This Is Democracy: Welcome to the Real World, America (OPINION)

Jan 8, 2021
3:39 PM

Tear gas outside the United States Capitol on January 6, 2021 (Photo by Tyler Merbler/CC BY 2.0)

LOS ANGELES — There is much to be said about what happened Wednesday in Washington, D.C. Protestors turned rioters, turned mob revolt. We all saw the rise of a new seditionist movement, historic no doubt. Almost immediately, many were quick to characterize these events with everything from a national embarrassment, a disgrace, an assault to democracy and my favorite, “a stain on American democracy” as described by one legislator.

I don’t disagree with such characterizations but I do take issue with how some of this is being contextualized, and especially by those in government.

To those who need to hear this, welcome to the real world, America.

Perhaps a reminder for some and news to others, but this is what democracy looks like. Not just American democracy but global democracy. This is the other face of democracy, the one that allows hate and intolerance to literally grow from within the very institutions we feel are most representative of our Constitution and principles as a nation. For far too long we’ve paraded ourselves here and abroad as a people, residents, citizens of the great America, land of this and land of that all the while for nearly 250 years we’ve stolen, enslaved, subjugated, exploited and oppressed our way to said status and did so at the expense of others as the rich get richer and the poor get a whole lot poorer.

From Latin America to African nations and Eastern Europe, acts of insurrection happen regularly and do so around the world and have for millennia. News flash: we are not exempt and or immune from it. We were founded on the principles of treason and acts of insurrection. Political coups, authoritarianism and dictatorships have not always come from the outside. American arrogance and our global political dominance is what regularly prevent us from recognizing it and speaks to our complete and total ignorance if not complicity in fomenting seeds of racism and destruction here and abroad.

What you saw Wednesday was planted a long, long time ago and is now being harvested by Trump and his band of both sane and unintelligent, conspiracy-driven simpletons turned separatist or more appropriately and as they would say, “sheeple.” This is the other side of democracy and we should all recognize it not as a stain or dismiss it as “otherness,” but as who we are both symbolically and literally. After all, half the voting nation did support the unstable and lunatic Trump. What you saw Wednesday was what we have long pointed at in other countries. Nations whose actions and political operatives we moralized by our leaders, criticized their lack of transparency and finger pointed at their infantile political theatrics while stigmatizing them and by extension the country and the people as a whole.

──────

Problems and tasks -
1. Translate this sentence from the opinion piece into Spanish: "To those who need to hear this, welcome to the real world, America."
2. Write out the part of the opinion piece from "Tear gas outside" up to and including "by one legislator.", word for word.

Extracted material -
──────

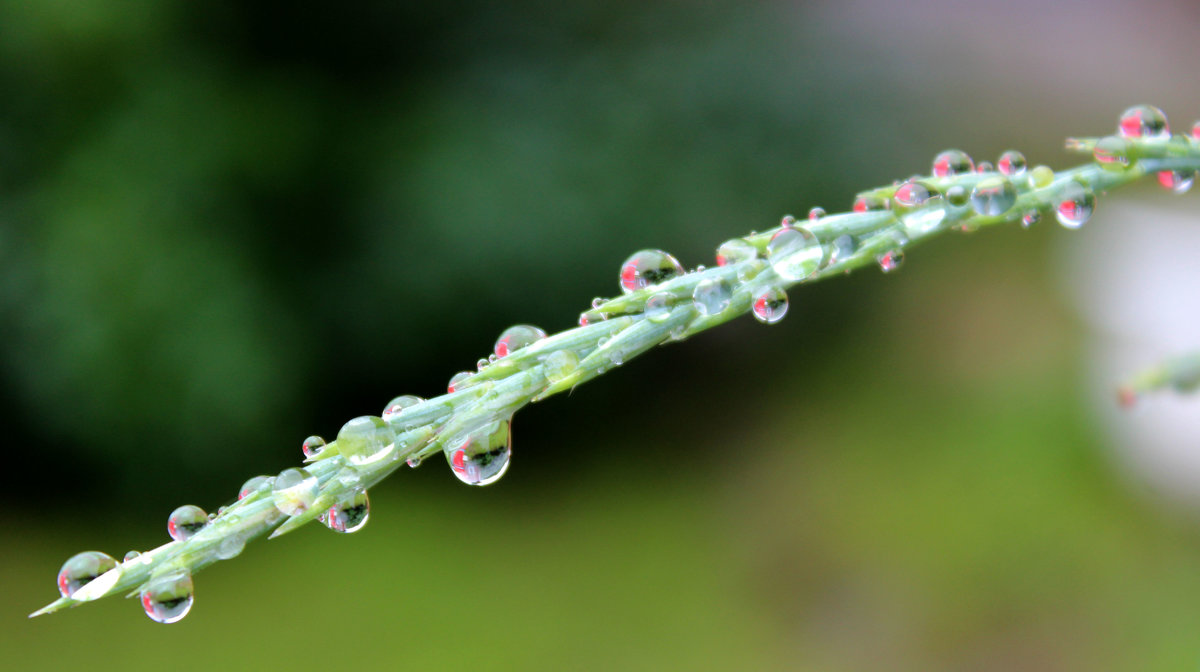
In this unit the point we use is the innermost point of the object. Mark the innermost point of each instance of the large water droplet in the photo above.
(516, 337)
(82, 569)
(771, 305)
(795, 253)
(648, 268)
(186, 521)
(1144, 121)
(366, 439)
(294, 491)
(167, 599)
(952, 162)
(1075, 205)
(349, 514)
(712, 297)
(993, 196)
(483, 457)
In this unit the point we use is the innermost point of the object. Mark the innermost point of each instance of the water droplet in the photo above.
(559, 365)
(483, 457)
(255, 485)
(993, 196)
(1144, 121)
(795, 253)
(1075, 205)
(312, 447)
(1179, 181)
(349, 514)
(294, 491)
(648, 268)
(167, 599)
(771, 305)
(82, 569)
(186, 521)
(521, 336)
(952, 162)
(736, 250)
(366, 439)
(1012, 163)
(1111, 153)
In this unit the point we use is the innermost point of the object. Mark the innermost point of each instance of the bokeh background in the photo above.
(227, 226)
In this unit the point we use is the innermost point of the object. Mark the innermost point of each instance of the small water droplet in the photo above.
(349, 514)
(952, 162)
(366, 439)
(796, 253)
(82, 569)
(1144, 121)
(186, 521)
(167, 599)
(294, 491)
(648, 268)
(312, 447)
(1075, 205)
(1012, 163)
(993, 196)
(771, 305)
(483, 457)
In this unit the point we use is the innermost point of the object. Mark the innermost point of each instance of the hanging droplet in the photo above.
(771, 305)
(294, 491)
(952, 162)
(648, 268)
(1075, 205)
(1012, 163)
(365, 441)
(993, 196)
(349, 514)
(483, 457)
(1144, 121)
(167, 599)
(82, 569)
(255, 485)
(712, 297)
(312, 447)
(796, 253)
(186, 521)
(1179, 181)
(736, 250)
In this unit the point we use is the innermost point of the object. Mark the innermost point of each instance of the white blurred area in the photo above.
(1134, 276)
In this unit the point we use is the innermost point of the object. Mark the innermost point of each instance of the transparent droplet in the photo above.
(712, 297)
(483, 457)
(1179, 181)
(167, 599)
(82, 569)
(796, 253)
(1012, 163)
(255, 485)
(1075, 205)
(993, 196)
(736, 250)
(559, 365)
(952, 162)
(365, 441)
(312, 447)
(1144, 121)
(771, 305)
(648, 268)
(1111, 153)
(520, 336)
(349, 514)
(186, 521)
(294, 491)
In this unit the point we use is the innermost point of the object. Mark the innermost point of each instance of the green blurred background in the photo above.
(227, 226)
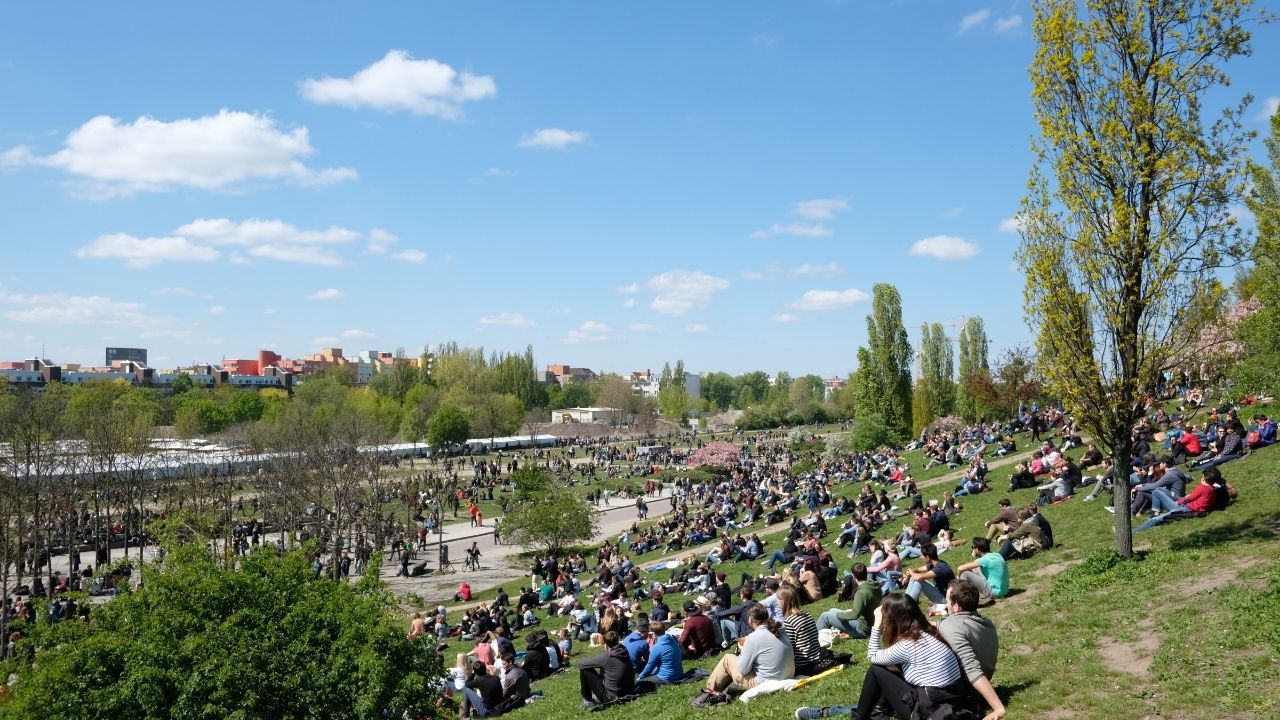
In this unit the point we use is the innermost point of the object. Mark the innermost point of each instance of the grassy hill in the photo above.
(1189, 629)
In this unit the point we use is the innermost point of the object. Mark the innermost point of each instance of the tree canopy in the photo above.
(1127, 218)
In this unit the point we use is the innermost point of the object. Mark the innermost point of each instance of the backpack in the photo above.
(1046, 532)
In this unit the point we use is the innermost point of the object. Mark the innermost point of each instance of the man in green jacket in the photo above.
(858, 619)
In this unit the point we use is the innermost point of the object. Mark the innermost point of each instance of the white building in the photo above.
(583, 415)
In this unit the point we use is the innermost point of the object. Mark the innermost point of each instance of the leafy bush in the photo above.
(716, 456)
(871, 432)
(202, 641)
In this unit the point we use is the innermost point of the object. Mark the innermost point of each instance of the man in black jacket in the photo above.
(607, 677)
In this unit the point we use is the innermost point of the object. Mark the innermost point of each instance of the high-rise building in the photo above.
(132, 354)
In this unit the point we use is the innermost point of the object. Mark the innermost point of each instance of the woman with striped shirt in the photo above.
(800, 629)
(929, 670)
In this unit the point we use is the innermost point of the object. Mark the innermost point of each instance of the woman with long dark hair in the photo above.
(929, 675)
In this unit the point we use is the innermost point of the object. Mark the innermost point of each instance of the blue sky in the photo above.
(618, 185)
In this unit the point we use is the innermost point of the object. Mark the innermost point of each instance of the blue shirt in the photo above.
(638, 648)
(664, 660)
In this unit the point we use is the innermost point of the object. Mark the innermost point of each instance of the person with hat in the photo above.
(664, 664)
(698, 637)
(607, 677)
(638, 642)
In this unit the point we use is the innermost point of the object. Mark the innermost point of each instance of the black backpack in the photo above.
(1046, 532)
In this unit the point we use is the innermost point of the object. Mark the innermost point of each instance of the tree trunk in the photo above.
(1121, 452)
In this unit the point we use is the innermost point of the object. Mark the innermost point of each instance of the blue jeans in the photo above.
(830, 620)
(776, 557)
(931, 591)
(909, 551)
(1216, 461)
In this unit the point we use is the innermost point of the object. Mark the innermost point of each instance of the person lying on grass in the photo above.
(1210, 495)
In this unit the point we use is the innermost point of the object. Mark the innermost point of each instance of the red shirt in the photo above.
(1191, 441)
(1201, 500)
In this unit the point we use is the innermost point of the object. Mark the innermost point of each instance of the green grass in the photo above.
(1201, 604)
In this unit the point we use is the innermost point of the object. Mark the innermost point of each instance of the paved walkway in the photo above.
(498, 561)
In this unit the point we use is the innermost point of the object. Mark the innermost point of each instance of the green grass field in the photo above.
(1189, 629)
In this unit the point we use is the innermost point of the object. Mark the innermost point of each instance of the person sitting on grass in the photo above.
(903, 637)
(1207, 496)
(664, 664)
(988, 572)
(481, 693)
(607, 677)
(974, 641)
(763, 655)
(698, 637)
(801, 632)
(932, 579)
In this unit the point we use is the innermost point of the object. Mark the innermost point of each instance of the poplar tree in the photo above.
(973, 365)
(1125, 219)
(885, 365)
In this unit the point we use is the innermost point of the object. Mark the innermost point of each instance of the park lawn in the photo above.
(1189, 629)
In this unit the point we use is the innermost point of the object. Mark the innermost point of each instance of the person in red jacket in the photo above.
(1203, 499)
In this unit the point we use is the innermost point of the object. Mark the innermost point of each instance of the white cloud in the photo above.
(800, 229)
(552, 139)
(819, 209)
(379, 241)
(222, 231)
(1011, 224)
(1270, 106)
(588, 332)
(828, 299)
(146, 251)
(680, 291)
(410, 255)
(60, 309)
(945, 247)
(400, 82)
(219, 151)
(1009, 24)
(822, 270)
(304, 254)
(974, 19)
(507, 319)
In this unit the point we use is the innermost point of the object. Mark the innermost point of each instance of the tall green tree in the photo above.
(1125, 219)
(974, 367)
(883, 373)
(1258, 332)
(448, 425)
(935, 393)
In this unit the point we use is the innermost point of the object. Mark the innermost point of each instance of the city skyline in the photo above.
(716, 183)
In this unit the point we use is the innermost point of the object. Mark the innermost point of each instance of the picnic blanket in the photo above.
(769, 687)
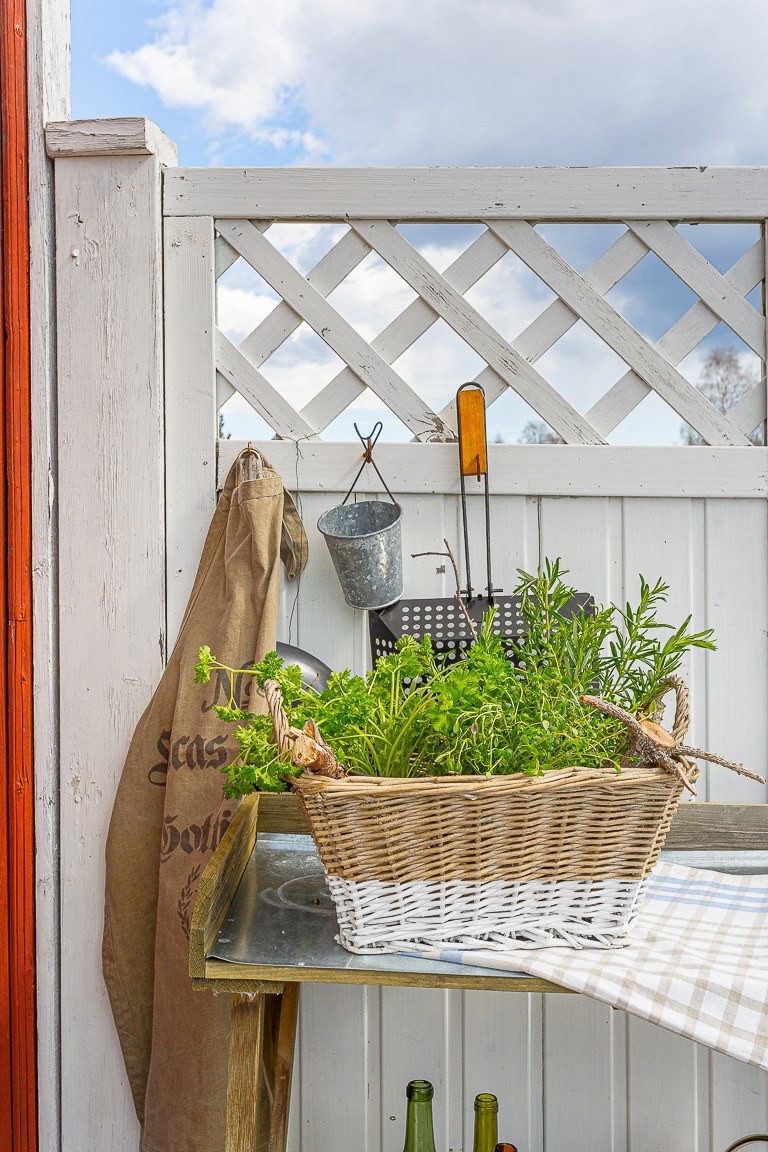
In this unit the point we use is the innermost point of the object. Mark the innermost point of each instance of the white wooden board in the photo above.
(111, 582)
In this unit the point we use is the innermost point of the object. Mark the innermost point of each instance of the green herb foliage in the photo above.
(415, 714)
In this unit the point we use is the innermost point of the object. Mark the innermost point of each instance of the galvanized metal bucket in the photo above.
(364, 542)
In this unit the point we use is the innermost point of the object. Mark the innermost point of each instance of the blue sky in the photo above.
(445, 82)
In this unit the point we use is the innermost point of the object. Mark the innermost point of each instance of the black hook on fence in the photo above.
(369, 442)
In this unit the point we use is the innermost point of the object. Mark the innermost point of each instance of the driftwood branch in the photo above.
(457, 593)
(304, 748)
(654, 744)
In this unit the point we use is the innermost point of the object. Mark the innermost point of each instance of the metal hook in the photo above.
(369, 442)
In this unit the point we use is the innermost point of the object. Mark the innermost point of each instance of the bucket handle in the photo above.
(367, 442)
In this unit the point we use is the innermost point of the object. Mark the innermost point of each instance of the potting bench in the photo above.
(263, 925)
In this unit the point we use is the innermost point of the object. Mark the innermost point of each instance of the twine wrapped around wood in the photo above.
(649, 743)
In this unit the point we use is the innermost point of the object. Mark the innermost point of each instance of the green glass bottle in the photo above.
(486, 1122)
(419, 1132)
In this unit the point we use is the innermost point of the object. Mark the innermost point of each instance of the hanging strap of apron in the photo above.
(294, 544)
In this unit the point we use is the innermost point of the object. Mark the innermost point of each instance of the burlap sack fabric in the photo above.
(169, 815)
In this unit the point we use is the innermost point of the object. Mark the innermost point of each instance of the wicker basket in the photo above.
(491, 862)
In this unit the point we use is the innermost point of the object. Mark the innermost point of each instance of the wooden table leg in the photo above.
(243, 1074)
(261, 1036)
(283, 1067)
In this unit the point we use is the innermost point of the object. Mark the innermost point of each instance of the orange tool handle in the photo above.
(473, 451)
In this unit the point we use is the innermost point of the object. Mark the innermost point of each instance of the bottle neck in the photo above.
(486, 1123)
(419, 1131)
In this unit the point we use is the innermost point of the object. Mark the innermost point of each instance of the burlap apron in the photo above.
(169, 815)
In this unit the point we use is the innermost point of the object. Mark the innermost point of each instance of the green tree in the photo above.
(724, 379)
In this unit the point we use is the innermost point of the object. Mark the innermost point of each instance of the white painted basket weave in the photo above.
(489, 862)
(492, 862)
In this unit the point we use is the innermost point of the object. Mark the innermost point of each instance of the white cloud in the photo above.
(491, 82)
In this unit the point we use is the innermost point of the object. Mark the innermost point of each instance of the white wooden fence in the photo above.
(570, 1074)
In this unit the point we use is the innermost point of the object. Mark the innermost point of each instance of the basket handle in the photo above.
(655, 744)
(304, 748)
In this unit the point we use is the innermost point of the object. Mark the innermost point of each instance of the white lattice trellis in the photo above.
(509, 226)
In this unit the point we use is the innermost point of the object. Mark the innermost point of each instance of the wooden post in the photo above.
(112, 556)
(17, 1016)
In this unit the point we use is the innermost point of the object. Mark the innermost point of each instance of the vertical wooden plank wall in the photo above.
(47, 61)
(189, 308)
(112, 559)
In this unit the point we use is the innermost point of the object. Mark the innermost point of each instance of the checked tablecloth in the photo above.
(697, 962)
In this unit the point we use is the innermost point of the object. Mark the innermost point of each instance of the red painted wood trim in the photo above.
(17, 823)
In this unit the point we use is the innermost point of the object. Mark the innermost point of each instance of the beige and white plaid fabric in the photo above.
(697, 962)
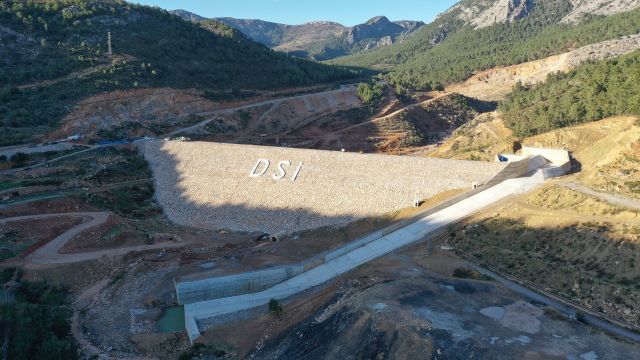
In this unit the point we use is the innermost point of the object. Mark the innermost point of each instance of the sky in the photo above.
(293, 12)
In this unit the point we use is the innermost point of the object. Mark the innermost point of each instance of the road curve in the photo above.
(49, 254)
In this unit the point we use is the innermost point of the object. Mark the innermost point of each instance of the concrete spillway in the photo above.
(202, 315)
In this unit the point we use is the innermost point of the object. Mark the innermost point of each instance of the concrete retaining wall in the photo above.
(218, 287)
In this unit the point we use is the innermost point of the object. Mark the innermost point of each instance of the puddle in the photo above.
(172, 320)
(494, 312)
(445, 321)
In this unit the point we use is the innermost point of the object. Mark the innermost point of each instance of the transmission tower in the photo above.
(110, 53)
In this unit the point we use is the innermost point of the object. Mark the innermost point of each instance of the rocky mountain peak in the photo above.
(378, 20)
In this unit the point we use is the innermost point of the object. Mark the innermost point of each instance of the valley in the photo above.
(342, 192)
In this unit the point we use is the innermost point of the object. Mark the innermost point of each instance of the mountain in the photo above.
(485, 13)
(319, 40)
(54, 53)
(476, 35)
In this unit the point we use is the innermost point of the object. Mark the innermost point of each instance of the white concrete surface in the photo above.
(197, 315)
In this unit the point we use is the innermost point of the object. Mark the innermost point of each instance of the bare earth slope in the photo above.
(494, 84)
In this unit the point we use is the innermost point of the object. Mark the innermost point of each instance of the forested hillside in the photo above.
(591, 92)
(152, 48)
(449, 51)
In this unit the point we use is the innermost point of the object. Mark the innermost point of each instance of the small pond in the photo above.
(172, 319)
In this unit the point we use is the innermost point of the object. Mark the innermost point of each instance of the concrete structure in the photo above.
(256, 188)
(206, 314)
(207, 306)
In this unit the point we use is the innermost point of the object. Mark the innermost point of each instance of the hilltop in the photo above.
(476, 35)
(54, 53)
(319, 40)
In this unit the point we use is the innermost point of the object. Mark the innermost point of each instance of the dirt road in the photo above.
(614, 199)
(212, 115)
(49, 253)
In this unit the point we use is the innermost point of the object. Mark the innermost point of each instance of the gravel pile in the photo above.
(208, 185)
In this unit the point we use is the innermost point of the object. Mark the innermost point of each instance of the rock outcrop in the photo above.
(483, 13)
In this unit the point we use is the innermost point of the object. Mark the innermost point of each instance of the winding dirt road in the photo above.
(50, 253)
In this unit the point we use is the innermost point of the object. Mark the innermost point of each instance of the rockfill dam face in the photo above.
(256, 188)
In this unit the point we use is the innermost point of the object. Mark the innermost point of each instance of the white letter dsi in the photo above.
(264, 162)
(281, 172)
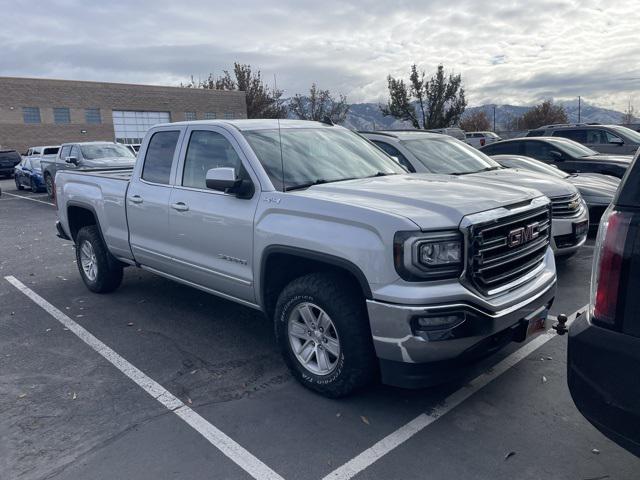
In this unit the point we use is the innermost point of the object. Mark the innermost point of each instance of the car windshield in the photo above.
(573, 149)
(627, 132)
(105, 150)
(450, 156)
(533, 166)
(317, 155)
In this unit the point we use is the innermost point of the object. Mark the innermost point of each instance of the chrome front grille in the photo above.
(567, 206)
(506, 251)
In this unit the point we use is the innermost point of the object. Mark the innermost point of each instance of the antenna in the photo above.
(281, 154)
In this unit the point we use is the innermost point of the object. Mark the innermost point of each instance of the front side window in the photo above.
(298, 157)
(159, 157)
(31, 114)
(207, 150)
(95, 151)
(444, 155)
(61, 115)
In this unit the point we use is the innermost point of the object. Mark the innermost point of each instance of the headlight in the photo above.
(428, 256)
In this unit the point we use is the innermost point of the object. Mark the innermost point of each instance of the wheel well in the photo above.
(279, 269)
(79, 217)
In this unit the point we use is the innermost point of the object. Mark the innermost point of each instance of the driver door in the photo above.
(212, 231)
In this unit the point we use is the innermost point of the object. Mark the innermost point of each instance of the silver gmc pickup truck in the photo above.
(367, 272)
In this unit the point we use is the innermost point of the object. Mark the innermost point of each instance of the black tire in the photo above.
(109, 270)
(342, 300)
(48, 181)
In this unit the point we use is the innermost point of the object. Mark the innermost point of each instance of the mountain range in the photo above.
(367, 116)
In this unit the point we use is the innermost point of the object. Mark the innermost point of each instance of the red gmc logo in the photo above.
(522, 235)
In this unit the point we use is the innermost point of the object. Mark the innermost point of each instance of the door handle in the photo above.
(180, 206)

──────

Correct answers -
1. A quienes necesitan oír esto, bienvenida al mundo real, América.

2.
Tear gas outside the United States Capitol on January 6, 2021 (Photo by Tyler Merbler/CC BY 2.0)

LOS ANGELES — There is much to be said about what happened Wednesday in Washington, D.C. Protestors turned rioters, turned mob revolt. We all saw the rise of a new seditionist movement, historic no doubt. Almost immediately, many were quick to characterize these events with everything from a national embarrassment, a disgrace, an assault to democracy and my favorite, “a stain on American democracy” as described by one legislator.